_Activity_
Write out all entries word for word.

_Data for this task_
▬▬▬▬▬▬▬▬▬▬

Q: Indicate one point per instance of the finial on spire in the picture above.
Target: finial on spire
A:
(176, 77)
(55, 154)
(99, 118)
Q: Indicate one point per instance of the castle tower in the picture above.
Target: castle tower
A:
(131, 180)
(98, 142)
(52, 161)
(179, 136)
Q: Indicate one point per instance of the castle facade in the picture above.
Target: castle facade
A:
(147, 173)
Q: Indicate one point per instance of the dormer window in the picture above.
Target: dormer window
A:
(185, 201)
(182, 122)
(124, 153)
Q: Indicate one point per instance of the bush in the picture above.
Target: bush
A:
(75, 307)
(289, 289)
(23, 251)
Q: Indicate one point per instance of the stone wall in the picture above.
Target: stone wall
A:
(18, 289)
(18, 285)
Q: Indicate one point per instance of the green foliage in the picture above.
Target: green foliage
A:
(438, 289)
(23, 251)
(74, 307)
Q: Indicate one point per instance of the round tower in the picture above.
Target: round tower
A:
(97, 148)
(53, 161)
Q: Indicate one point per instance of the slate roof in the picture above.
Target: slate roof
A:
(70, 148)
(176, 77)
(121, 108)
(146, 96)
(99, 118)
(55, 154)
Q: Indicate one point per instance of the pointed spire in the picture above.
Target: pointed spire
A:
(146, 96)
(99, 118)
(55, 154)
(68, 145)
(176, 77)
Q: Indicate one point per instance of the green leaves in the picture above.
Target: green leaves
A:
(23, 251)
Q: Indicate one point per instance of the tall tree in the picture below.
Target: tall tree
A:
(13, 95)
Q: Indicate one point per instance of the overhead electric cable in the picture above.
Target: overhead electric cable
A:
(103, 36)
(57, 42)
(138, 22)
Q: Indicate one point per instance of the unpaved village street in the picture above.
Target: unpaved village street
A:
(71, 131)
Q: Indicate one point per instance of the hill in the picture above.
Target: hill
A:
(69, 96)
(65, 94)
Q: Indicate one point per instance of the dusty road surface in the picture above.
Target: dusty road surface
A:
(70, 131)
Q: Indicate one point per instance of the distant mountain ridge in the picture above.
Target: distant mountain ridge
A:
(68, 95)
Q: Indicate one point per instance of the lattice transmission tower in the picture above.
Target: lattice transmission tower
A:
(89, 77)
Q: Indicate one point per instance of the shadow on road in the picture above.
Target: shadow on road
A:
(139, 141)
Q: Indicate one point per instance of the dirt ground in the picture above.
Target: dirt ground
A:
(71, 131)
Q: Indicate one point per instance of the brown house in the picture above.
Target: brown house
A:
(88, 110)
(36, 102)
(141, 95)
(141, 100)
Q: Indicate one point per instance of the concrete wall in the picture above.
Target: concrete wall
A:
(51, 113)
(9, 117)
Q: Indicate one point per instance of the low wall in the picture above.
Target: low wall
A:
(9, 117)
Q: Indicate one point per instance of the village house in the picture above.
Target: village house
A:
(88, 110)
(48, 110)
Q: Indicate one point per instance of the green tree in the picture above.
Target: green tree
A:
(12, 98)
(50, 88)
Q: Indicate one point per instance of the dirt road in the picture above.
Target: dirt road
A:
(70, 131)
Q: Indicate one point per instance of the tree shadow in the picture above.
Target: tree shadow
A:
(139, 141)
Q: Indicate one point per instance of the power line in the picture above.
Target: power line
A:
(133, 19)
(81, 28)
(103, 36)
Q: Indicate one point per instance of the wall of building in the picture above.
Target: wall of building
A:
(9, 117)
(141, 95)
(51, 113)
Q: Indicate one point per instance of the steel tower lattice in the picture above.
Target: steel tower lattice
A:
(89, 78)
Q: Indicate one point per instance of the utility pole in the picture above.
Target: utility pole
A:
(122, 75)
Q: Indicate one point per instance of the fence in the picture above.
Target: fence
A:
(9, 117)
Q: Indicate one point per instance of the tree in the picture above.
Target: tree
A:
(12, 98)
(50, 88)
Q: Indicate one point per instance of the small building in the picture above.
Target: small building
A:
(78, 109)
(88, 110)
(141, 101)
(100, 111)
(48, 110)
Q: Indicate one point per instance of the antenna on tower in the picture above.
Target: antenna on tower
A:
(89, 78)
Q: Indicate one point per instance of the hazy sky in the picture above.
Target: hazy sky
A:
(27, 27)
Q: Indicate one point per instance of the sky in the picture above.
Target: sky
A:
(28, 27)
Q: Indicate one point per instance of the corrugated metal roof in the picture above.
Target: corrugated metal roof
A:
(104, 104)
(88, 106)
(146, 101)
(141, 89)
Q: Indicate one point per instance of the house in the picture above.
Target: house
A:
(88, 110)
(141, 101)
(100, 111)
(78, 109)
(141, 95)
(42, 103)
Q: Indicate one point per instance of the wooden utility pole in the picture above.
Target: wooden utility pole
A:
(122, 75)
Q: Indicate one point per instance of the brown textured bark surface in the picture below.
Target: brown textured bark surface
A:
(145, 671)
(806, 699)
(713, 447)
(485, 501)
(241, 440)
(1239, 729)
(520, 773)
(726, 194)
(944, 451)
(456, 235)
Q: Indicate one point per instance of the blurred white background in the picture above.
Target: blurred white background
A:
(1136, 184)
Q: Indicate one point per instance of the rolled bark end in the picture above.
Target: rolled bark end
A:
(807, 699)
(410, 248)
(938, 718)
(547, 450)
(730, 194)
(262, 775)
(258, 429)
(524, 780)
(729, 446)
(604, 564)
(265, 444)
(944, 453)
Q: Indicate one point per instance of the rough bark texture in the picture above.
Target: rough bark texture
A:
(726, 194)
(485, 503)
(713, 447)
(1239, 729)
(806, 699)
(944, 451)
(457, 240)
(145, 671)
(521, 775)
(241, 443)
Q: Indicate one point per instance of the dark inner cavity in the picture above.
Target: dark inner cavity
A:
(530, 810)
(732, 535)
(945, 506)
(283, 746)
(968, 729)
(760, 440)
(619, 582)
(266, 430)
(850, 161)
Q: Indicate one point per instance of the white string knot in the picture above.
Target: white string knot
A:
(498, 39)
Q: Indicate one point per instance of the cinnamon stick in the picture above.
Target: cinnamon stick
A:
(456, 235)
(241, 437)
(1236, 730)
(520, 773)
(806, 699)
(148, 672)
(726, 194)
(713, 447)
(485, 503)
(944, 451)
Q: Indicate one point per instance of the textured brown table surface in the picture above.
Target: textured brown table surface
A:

▬▬▬▬▬▬▬▬▬▬

_Expected answer_
Q: Indicate one point per instance of the finial on spire in the picture above.
Target: finial on spire
A:
(176, 77)
(55, 154)
(99, 118)
Q: Indicate one point per instance of the castle tower in the picture above.
Target: castle tower
A:
(131, 180)
(98, 142)
(52, 161)
(179, 136)
Q: Indicate one point per instance of the castle facade in the picture above.
Target: castle facade
A:
(147, 173)
Q: Indicate one point per instance of the dormer window in the picture above.
Target: dormer window
A:
(185, 201)
(182, 122)
(124, 153)
Q: Indicate one point per instance of the bush in the picture above.
Target: bush
A:
(75, 307)
(289, 289)
(23, 251)
Q: Indicate one point per instance of the stone wall in the picture above.
Target: stone wall
A:
(18, 289)
(18, 285)
Q: Indicate one point per instance of the green foliage in the picture above.
Target: green foliage
A:
(438, 289)
(23, 251)
(74, 307)
Q: Indicate one point per instance of the round tower in the picture above.
Target: round tower
A:
(97, 148)
(53, 161)
Q: Indicate one point per instance of the slate roof in the picture above.
Target: slate roof
A:
(70, 148)
(176, 77)
(121, 108)
(146, 96)
(99, 118)
(55, 154)
Q: Indicate one point per instance of the pointed spire in the picture above.
Target: pointed spire
A:
(146, 96)
(99, 118)
(55, 154)
(68, 145)
(176, 77)
Q: Indicate one point per instance of the green leaves in the picture above.
Target: green leaves
A:
(23, 251)
Q: Indicate one point per instance of the tall tree in the picture below.
Target: tall tree
A:
(13, 95)
Q: Indicate one point per instance of the overhead electric cable in the picture above.
Target: overhead electric cable
A:
(103, 36)
(57, 42)
(138, 22)
Q: Indicate one point per instance of the unpaved village street in the picture above.
Target: unpaved village street
A:
(71, 131)
Q: Indicate one point per instance of the hill in the picture above.
Target: hill
A:
(69, 96)
(65, 94)
Q: Indicate one point per instance of the dusty road surface in the picture above.
Target: dusty road surface
A:
(70, 131)
Q: Indicate one point per instance of the distant mountain ridge in the picture above.
Target: distant mountain ridge
A:
(68, 95)
Q: Indicate one point per instance of the lattice transmission tower in the picture above.
Target: lattice transmission tower
A:
(89, 77)
Q: Indicate one point per instance of the shadow on road in the picture above.
Target: shadow on road
A:
(139, 141)
Q: Indicate one point per instance of the dirt ground in the picture above.
Target: dirt ground
A:
(71, 131)
Q: Indicate one point per instance of the brown house in the picture above.
Target: brown house
A:
(88, 110)
(36, 102)
(141, 95)
(141, 100)
Q: Indicate one point per instance of the concrete wall in the picture above.
Target: concrete wall
A:
(51, 113)
(9, 117)
Q: Indicate one point per instance of the low wall in the picture above.
Target: low wall
A:
(9, 117)
Q: Indicate one point per instance of the village house in the picture above.
Target: village house
A:
(88, 110)
(48, 110)
Q: Indicate one point per instance of the green tree in the picture above.
Target: green tree
A:
(12, 98)
(50, 88)
Q: Indicate one point per instance of the dirt road in the picture above.
Target: dirt road
A:
(70, 131)
Q: Indicate one point per instance of the tree shadow in the picture above.
Target: tree shadow
A:
(139, 141)
Q: Indicate one point per instance of the power line in the picture above.
Target: power line
A:
(133, 19)
(81, 28)
(103, 36)
Q: Indicate one point per instance of the wall of building in the picture above.
Target: wall of building
A:
(9, 117)
(141, 95)
(51, 113)
Q: Indicate one point per instance of the steel tower lattice in the picture above.
Target: steel tower lattice
A:
(89, 78)
Q: Indicate one point per instance of the utility pole in the picture above.
Target: utility pole
A:
(122, 75)
Q: Indicate one point per instance of the fence in the picture above.
Target: fence
A:
(9, 117)
Q: Indicate one point per instance of the tree in the picture above.
Target: tree
A:
(12, 98)
(50, 88)
Q: Indicate one point per instance of the small building in the picture above.
Target: small building
A:
(78, 109)
(88, 110)
(141, 101)
(100, 111)
(48, 110)
Q: Indicate one point per instance of the antenna on tower in the picture above.
Target: antenna on tower
A:
(89, 78)
Q: Indicate one point per instance of the hazy sky in the picture above.
Target: hazy sky
A:
(27, 27)
Q: Indicate one point per instance of the sky in the picture above.
Target: sky
A:
(28, 27)
Q: Indicate one point per instance of the corrugated metal roof in the picture above.
Target: corrugated metal roof
A:
(104, 104)
(88, 106)
(146, 101)
(141, 89)
Q: Indicate one point per instance of the house in the picture above.
Target: house
A:
(88, 110)
(141, 101)
(100, 111)
(78, 109)
(141, 95)
(42, 103)
Q: Indicate one point per instance of the wooden utility pole in the picture above.
Target: wooden utility pole
A:
(122, 75)
Q: Indicate one point per instance of the brown textured bark surface in the picture below.
Target: brown textured bark surface
A:
(145, 671)
(806, 699)
(713, 447)
(485, 501)
(241, 440)
(1239, 729)
(520, 773)
(726, 194)
(944, 451)
(456, 235)
Q: Indicate one point per instance of the blurred white background in the picture above.
Target: blurred white background
A:
(1136, 184)
Q: Indicate one point per instance of the rolled bark end in the picture above.
Target: rolled bark end
A:
(807, 699)
(410, 248)
(938, 718)
(547, 450)
(730, 194)
(262, 775)
(258, 429)
(524, 780)
(729, 446)
(604, 564)
(265, 444)
(944, 453)
Q: Indicate one point per instance of the rough bark texture in the picture above.
Target: rough bark texture
A:
(726, 194)
(485, 503)
(713, 447)
(1239, 729)
(806, 699)
(944, 451)
(457, 240)
(145, 671)
(521, 775)
(241, 443)
Q: Indicate one point per instance of the dark inner cavity in the picture above.
Target: dark inner cavity
A:
(530, 810)
(732, 535)
(945, 506)
(283, 746)
(968, 729)
(760, 440)
(619, 582)
(266, 430)
(850, 161)
Q: Indicate one point per instance of the white string knot in the picture above.
Target: white string knot
A:
(498, 39)
Q: Indicate one point per instance of the cinnamon stick in the picture above.
Target: cinnamon stick
A:
(456, 235)
(241, 437)
(1236, 730)
(520, 773)
(806, 699)
(148, 672)
(726, 194)
(713, 447)
(485, 503)
(944, 451)
Q: Indicate one point per instance of the textured brown table surface in the picture above.
Target: textured brown table surface
A:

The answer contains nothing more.